Exercise instructions
From the line that includes "Practice step: label each instance of the forest" to the last line of the records, inclusive, repeat each line exactly.

[Data items]
▼▼▼
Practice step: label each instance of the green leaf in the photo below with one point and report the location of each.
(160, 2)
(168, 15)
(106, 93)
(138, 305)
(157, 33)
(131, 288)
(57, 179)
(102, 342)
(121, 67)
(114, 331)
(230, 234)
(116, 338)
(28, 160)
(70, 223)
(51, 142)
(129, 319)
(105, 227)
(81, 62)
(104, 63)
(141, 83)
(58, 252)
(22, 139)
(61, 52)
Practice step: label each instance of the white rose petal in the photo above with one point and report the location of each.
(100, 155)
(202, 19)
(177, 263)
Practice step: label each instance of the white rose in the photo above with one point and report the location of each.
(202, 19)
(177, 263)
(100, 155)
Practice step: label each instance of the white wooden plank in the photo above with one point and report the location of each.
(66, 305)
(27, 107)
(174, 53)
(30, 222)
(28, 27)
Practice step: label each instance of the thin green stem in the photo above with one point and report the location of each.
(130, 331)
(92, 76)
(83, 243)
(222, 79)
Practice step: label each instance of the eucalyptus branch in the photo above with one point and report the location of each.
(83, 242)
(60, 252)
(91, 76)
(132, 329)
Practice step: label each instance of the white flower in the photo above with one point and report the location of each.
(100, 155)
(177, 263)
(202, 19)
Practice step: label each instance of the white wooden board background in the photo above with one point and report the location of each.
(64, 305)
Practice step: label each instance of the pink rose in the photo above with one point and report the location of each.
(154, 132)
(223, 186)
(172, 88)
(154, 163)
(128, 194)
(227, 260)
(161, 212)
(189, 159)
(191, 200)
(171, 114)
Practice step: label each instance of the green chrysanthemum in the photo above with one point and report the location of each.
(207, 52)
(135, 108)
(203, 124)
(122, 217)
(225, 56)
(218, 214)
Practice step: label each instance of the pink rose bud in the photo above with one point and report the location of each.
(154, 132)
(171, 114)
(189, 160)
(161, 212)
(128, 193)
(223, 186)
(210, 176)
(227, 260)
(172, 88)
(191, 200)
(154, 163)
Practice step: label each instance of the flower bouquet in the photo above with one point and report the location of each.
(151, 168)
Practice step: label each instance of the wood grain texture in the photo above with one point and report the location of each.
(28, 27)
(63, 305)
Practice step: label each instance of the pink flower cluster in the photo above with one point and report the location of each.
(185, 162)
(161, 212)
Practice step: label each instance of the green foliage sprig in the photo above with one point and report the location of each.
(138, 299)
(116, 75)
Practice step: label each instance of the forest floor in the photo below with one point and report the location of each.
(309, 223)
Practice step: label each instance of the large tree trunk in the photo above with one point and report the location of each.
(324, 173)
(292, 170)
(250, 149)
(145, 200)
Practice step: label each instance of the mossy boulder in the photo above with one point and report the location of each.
▲▲▲
Task answer
Practice step: label each instance of the forest floor in the photo below with one point and report the location of each.
(309, 223)
Practice step: label each instance of the large tree trunk in the photo above with one point and report the location of each.
(324, 173)
(292, 170)
(250, 149)
(145, 200)
Practice step: label each instance of the mossy boulder in the photo above with one point and report the location of each.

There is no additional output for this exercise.